▸ Provided material:

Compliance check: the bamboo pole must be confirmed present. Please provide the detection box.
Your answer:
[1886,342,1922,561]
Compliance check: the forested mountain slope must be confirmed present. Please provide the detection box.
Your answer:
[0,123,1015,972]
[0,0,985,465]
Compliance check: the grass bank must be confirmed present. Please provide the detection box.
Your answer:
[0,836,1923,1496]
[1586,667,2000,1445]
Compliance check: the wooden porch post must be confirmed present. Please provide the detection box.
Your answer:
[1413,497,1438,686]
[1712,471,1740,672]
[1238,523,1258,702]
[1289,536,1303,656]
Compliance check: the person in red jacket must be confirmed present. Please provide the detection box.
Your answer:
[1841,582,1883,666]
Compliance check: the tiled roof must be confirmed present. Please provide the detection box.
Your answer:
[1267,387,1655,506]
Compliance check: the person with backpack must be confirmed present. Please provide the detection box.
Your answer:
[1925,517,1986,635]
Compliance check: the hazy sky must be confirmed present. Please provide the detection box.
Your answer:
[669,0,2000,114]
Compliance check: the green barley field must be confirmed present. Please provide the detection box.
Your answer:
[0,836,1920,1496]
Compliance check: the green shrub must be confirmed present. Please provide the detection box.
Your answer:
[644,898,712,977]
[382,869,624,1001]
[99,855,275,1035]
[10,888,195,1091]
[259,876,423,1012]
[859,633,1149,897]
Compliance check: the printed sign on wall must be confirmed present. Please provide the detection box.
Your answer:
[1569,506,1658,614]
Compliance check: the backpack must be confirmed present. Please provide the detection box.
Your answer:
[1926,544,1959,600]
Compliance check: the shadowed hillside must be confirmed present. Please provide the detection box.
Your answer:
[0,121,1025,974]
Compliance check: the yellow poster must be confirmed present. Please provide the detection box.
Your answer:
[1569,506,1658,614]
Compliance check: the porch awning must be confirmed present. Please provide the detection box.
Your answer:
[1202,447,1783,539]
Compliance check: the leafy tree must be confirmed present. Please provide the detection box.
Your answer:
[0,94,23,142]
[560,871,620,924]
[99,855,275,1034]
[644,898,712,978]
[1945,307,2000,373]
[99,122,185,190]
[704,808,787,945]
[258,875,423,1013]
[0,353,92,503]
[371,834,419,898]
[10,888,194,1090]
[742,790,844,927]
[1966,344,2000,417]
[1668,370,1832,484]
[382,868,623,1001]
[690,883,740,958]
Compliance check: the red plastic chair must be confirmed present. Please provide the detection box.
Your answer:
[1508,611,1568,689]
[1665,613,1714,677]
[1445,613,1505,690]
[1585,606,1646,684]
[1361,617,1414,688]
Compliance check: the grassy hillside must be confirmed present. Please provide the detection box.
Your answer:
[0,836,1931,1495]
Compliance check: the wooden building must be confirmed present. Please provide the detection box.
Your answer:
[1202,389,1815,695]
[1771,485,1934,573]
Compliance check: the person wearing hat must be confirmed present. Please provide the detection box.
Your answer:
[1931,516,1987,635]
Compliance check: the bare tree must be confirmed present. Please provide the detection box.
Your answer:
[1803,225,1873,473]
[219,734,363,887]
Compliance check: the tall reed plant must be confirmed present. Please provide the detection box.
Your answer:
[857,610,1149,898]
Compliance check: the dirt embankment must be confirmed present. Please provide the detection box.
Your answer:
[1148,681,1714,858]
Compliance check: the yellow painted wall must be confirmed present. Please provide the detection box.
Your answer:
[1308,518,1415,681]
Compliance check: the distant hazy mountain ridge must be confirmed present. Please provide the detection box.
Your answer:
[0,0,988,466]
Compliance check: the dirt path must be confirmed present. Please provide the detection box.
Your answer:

▸ Description of the task:
Nothing should be changed: write out all of the data as is.

▸ Reply to the exercise:
Compliance check: the bamboo pole must be confirmed present. Please provide the detection box.
Your answer:
[1886,342,1922,561]
Compliance check: the forested mountain slope must be confirmed present. Please provide the detection box.
Your answer:
[0,123,1015,972]
[0,0,985,465]
Compliance check: the grass bank must be confirmed present. Please provide the detection box.
Your answer:
[0,836,1923,1496]
[1586,667,2000,1445]
Compliance check: the wooden porch post must be confirmed present. Please provide the detection box.
Your answer:
[1413,497,1438,686]
[1712,471,1740,672]
[1238,523,1258,702]
[1289,536,1303,656]
Compliance check: the person in red jacket must be confirmed present. Please provide the detection box.
Your answer:
[1841,582,1883,666]
Compliance check: the tiled roof must be confirmed present. Please provide the detection box.
Your answer:
[1267,387,1655,506]
Compliance check: the person with backpack must be confirmed present. Please provide the detection box.
Your answer:
[1925,517,1986,635]
Compliance check: the hazy sky must be confirmed present. Please provide the detection box.
Your answer:
[669,0,2000,114]
Compliance check: the green barley field must be confirmed present. Please provide the detection box.
Your answer:
[0,836,1920,1496]
Compliance check: the green shrub must be confirmed present. Please provide the detection box.
Your answer:
[644,898,712,977]
[382,869,624,1001]
[99,855,275,1035]
[10,888,195,1091]
[259,876,423,1012]
[859,633,1149,897]
Compliance check: the printed sign on wall must be confirmed present. Please provide the detection box.
Your answer:
[1569,506,1658,614]
Compliance check: the backpack must be confirmed present. Please provide the detection box.
Your answer:
[1926,544,1959,600]
Compliance check: the shadowed hillside must be confirmed present. Please provide the detection box.
Your answer:
[0,121,1025,974]
Compliance check: the yellow poster must be confirmed present. Please provide the detection box.
Your answer:
[1569,506,1658,614]
Compliance check: the porch awning must be confirmed present. Please provide the detection box.
Your answer:
[1202,447,1783,539]
Compliance check: the leafy tree must be confirmed present. Please provide the detection box.
Your answer:
[0,94,23,142]
[560,871,620,924]
[99,855,275,1034]
[644,898,712,978]
[1945,307,2000,373]
[99,122,185,190]
[704,808,787,945]
[258,875,423,1013]
[0,353,92,503]
[371,834,419,898]
[10,888,194,1090]
[742,790,844,927]
[1966,344,2000,417]
[1668,370,1832,484]
[382,868,623,1001]
[690,883,740,958]
Compliance check: the red plastic chair must be confirmed present. Please provide the detection box.
Your answer:
[1508,611,1568,689]
[1665,613,1714,677]
[1445,613,1505,690]
[1585,606,1646,684]
[1361,617,1414,688]
Compliance check: the grassy hillside must be confirmed present. Please provide the detection box.
Your answer:
[0,836,1931,1495]
Compliance check: the wooden building must be confirmed present. Please provide the detection box.
Your answer:
[1202,389,1815,695]
[1771,485,1934,573]
Compliance check: the person wearing hat must be confirmed present. Please provide the detection box.
Your answer:
[1931,516,1987,635]
Compliance check: the bare tree must be confirmed present. Please provide the detection box.
Your answer:
[1803,225,1873,473]
[219,734,363,887]
Compliance check: the tall reed plant must be confirmed present. Please provide the detection box.
Your answer:
[857,610,1149,898]
Compliance check: the dirt embankment must be confirmed present. Please provide the detection box.
Your answer:
[1148,681,1714,858]
Compliance check: the yellow painted wall must be confirmed present. Please provide the detection box.
Your answer:
[1308,518,1415,681]
Compliance check: the distant hazy mountain ridge must be confirmed present. Please provide the detection box.
Your answer:
[0,0,988,466]
Compliance check: the dirt path must be confirmed present. Please provide the detection box.
Your answer:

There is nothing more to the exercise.